*TASK TO CARRY OUT:* Across all the records, filter for lines with the word "find" and copy them.

====== RECORD EXCERPTS ======

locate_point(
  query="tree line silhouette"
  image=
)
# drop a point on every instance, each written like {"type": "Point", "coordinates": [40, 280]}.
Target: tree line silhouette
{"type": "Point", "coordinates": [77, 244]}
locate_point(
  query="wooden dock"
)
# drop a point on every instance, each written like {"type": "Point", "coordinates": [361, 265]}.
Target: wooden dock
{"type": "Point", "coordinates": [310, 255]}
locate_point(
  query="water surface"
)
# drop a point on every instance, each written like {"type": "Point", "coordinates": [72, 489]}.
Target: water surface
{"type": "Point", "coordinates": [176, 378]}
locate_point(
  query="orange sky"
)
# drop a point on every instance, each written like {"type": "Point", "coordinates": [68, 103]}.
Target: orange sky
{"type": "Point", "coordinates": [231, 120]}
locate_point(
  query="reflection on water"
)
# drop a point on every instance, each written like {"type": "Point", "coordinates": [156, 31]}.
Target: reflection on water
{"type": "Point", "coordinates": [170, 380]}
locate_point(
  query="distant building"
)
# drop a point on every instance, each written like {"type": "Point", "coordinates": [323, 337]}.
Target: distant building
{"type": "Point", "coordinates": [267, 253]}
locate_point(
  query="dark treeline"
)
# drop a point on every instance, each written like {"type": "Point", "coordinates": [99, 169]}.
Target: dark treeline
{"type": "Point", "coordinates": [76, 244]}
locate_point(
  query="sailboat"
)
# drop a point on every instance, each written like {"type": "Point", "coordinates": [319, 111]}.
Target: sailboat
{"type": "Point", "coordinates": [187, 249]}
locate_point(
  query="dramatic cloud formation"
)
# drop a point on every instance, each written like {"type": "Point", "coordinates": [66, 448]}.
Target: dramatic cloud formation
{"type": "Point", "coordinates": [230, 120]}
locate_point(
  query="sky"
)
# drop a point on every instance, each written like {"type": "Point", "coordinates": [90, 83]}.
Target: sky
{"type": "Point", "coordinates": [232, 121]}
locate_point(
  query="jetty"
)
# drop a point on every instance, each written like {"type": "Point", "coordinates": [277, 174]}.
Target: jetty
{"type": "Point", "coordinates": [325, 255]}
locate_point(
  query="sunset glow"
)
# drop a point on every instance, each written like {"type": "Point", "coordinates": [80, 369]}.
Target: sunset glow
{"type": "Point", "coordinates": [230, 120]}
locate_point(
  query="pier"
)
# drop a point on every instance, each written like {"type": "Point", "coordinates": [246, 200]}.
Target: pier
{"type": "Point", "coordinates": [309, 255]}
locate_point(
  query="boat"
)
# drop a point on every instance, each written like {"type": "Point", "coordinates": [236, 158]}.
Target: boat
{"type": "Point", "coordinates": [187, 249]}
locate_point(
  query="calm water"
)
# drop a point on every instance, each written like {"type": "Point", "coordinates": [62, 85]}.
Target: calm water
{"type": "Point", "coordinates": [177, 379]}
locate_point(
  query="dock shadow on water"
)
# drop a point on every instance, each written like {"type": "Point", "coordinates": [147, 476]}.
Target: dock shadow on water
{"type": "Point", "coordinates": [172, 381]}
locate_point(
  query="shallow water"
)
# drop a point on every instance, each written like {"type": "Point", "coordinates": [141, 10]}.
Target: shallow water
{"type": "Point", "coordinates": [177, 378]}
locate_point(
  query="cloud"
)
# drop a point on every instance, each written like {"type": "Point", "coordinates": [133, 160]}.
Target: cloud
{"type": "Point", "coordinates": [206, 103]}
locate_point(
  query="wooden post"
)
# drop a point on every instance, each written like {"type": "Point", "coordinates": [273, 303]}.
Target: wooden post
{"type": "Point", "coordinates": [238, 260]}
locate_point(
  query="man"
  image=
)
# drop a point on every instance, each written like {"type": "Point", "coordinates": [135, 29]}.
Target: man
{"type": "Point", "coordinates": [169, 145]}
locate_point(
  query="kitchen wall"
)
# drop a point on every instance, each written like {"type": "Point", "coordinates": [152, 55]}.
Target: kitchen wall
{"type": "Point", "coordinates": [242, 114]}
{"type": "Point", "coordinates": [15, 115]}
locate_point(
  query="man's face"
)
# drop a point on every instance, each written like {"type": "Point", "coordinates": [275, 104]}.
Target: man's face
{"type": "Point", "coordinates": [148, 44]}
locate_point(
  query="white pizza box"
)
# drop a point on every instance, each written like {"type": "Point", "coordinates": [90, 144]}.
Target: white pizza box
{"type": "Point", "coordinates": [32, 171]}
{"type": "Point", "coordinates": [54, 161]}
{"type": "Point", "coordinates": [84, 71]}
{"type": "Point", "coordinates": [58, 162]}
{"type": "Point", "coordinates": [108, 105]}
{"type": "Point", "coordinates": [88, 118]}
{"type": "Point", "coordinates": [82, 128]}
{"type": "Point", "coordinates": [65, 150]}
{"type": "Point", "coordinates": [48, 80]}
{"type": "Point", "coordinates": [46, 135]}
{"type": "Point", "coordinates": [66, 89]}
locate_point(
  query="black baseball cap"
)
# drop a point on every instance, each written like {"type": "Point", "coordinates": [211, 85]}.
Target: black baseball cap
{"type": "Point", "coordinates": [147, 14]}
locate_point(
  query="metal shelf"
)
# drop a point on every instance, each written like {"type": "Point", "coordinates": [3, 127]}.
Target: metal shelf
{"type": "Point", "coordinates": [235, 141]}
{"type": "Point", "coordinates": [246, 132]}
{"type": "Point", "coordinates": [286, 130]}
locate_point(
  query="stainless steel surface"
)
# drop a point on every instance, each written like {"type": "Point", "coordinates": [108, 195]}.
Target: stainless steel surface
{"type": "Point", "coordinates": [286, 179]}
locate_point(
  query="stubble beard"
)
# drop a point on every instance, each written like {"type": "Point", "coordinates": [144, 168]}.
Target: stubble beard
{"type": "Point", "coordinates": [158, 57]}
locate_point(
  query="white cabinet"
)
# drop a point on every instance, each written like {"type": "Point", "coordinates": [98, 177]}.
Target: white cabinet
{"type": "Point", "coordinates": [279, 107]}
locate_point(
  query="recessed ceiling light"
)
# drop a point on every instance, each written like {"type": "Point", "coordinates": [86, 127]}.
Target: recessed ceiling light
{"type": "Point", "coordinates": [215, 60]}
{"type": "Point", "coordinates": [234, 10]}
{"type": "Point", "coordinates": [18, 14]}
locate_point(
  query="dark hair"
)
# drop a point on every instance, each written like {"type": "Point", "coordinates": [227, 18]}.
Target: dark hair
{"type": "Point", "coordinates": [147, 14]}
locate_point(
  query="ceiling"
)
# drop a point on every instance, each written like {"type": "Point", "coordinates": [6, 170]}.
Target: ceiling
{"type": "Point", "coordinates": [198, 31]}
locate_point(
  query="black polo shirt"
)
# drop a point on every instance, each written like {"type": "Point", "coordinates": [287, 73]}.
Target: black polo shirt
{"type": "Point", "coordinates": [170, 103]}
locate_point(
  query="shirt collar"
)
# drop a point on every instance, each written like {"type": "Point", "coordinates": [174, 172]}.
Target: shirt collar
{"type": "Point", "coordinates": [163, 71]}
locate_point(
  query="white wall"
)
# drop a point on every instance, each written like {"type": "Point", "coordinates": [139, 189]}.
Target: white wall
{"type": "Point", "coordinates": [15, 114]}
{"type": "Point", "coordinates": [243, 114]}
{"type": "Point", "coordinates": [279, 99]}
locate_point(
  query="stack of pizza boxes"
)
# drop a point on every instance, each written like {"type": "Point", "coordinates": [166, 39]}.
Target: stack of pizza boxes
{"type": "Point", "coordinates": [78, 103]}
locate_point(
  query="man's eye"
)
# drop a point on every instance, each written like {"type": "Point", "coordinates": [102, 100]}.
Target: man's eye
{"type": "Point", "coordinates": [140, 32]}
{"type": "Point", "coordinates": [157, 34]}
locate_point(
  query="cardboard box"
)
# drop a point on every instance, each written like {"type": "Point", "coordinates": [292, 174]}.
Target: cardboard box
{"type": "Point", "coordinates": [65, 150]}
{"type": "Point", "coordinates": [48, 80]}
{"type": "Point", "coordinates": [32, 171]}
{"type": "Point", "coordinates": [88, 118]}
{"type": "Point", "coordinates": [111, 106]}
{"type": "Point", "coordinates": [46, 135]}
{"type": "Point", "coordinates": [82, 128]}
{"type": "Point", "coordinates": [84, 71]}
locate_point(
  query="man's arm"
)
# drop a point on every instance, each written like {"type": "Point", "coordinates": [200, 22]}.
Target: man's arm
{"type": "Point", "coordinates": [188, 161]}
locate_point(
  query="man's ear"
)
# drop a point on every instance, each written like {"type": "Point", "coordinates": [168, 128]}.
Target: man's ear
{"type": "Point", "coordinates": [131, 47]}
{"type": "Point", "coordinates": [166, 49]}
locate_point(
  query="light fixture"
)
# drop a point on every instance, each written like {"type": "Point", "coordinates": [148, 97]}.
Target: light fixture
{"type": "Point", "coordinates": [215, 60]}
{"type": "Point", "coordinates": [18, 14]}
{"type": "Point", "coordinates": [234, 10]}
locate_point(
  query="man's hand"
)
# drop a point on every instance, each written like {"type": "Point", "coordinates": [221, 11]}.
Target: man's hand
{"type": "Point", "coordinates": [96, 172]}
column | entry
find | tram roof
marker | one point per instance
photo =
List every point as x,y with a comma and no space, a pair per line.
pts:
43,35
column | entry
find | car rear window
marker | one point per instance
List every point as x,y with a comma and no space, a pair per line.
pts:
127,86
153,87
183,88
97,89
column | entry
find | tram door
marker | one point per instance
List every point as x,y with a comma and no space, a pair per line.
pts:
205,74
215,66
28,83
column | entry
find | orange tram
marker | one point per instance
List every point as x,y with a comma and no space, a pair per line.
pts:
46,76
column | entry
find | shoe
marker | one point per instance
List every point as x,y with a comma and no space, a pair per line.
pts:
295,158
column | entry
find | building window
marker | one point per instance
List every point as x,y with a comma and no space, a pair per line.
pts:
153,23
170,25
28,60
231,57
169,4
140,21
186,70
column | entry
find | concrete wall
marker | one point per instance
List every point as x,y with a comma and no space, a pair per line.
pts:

======

*SOLUTION TO THIS PROBLEM:*
find | tram roof
find | car rear window
find | tram door
find | orange tram
find | shoe
find | building window
find | concrete wall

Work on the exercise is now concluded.